Instruction 1
Summarize the post about release cycles in two sentences.
Instruction 2
In the listing, reproduce everything from the line containing "Query: gray weathered wood" down to the end of the listing, including both ends. Leave out the pictures.

======== Provided text

On 2016-01-26 00:26:18 -0600, Joshua Berkus wrote:
> Let's do quarterly development releases and supported production
> releases every 18 months.

> A 3-month release cycle would let people see their code go into the wild a lot faster; basically we'd do a CF then a development release.

There are reason for/against doing that, but why would it actually
change the problem significantly? It won't change the amount of
necessary review, debugging and bugfixing by a very significant
amount. One CF / 3 months might actually make it harder to get a patch
into a revieawable state, because the time-to-feedback is larger.

> The alternative to this is an aggressive recruitment and mentorship
> program to create more major contributors who can do deep review of
> patches. But that doesn't seem to have happened in the last 5 years,
> and even if we started it now, it would be 2 years before it paid off.

I think the amount of review and maintenance time is the largest part of
the problem here, and is mostly unaffected by the manner we actually
schedule releases. The discussions around dropping patches on the floor
are partially a question of that, and partially a question of not
acceppting to maintain things that are of low interest.

================
======== Stored data

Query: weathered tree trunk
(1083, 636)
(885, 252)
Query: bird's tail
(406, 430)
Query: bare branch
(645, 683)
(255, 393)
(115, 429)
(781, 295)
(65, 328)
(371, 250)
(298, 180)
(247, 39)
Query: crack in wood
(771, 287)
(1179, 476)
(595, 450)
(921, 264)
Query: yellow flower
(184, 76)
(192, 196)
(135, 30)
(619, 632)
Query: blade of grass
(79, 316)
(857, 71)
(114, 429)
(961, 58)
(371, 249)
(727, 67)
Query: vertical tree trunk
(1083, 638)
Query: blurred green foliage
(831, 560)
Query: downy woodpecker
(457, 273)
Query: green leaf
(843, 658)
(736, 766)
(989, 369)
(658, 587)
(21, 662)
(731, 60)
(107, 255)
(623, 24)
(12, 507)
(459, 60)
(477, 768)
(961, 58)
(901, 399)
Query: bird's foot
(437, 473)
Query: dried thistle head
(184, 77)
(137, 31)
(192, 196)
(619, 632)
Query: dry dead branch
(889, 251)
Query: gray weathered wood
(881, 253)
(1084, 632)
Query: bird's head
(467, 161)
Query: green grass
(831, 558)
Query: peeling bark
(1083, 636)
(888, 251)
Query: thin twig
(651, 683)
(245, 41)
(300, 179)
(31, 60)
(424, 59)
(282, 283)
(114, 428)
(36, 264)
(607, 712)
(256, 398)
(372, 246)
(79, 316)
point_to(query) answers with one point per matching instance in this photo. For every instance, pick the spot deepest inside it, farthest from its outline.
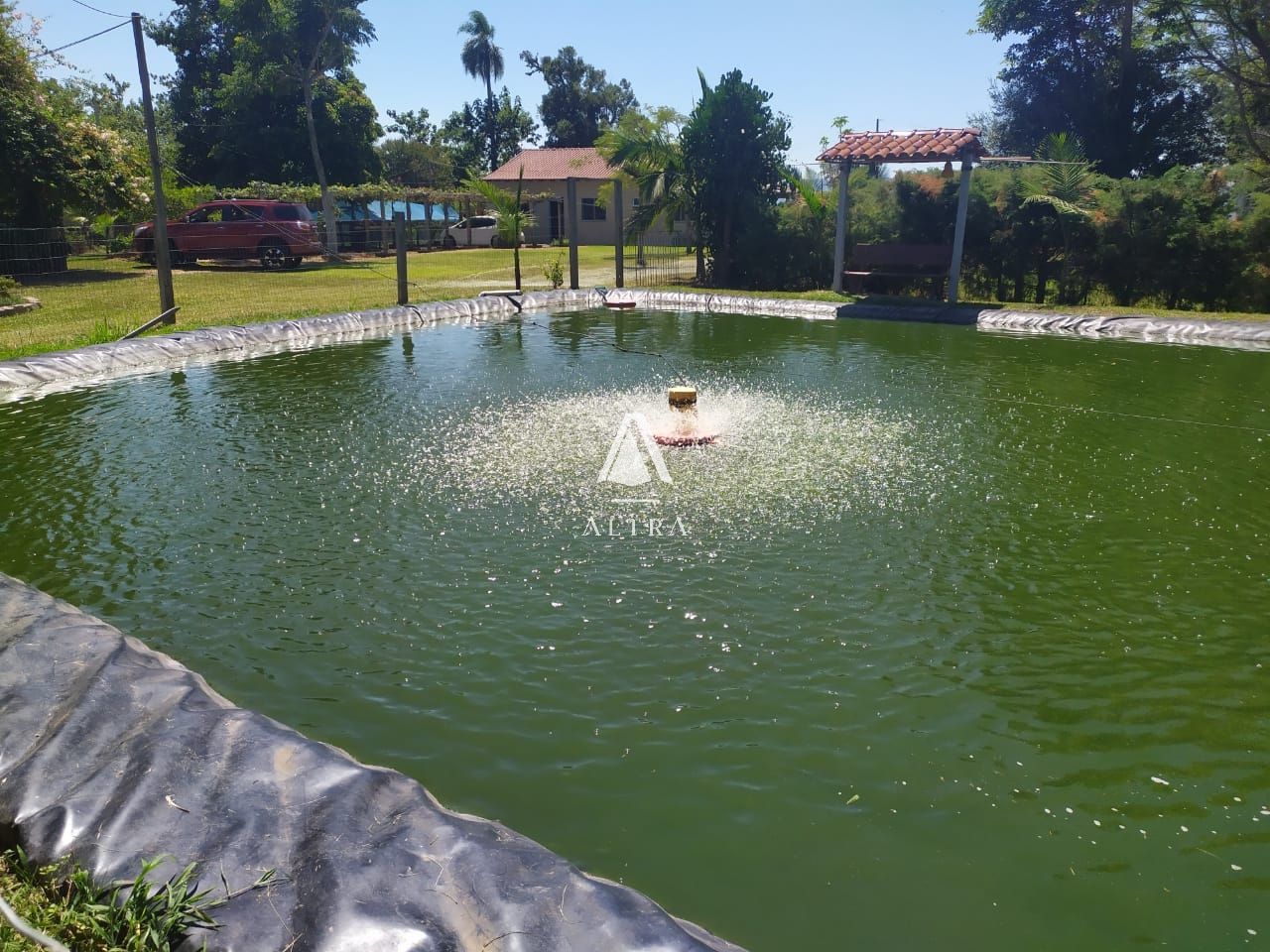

================

Written solution 1
Replying to a proposal for quarterly development releases and production releases every 18 months, the writer argues that such a schedule would not significantly reduce the review, debugging, and bugfixing needed, and that one CF every three months could make getting a patch reviewable harder. The writer sees review and maintenance time as the largest part of the problem, mostly unaffected by how releases are scheduled.

Written solution 2
Query: gray weathered wood
(881, 253)
(1084, 632)
Query: bird's head
(467, 161)
Query: green grass
(831, 558)
Query: peeling bark
(1083, 636)
(888, 251)
Query: thin twig
(651, 683)
(245, 41)
(300, 179)
(31, 60)
(424, 59)
(282, 283)
(114, 428)
(36, 264)
(607, 712)
(256, 398)
(372, 246)
(79, 316)
point_to(query) answers with one point per matching instance in this photo. For every instance, pick the spot deepest inside it, farthest from its outline.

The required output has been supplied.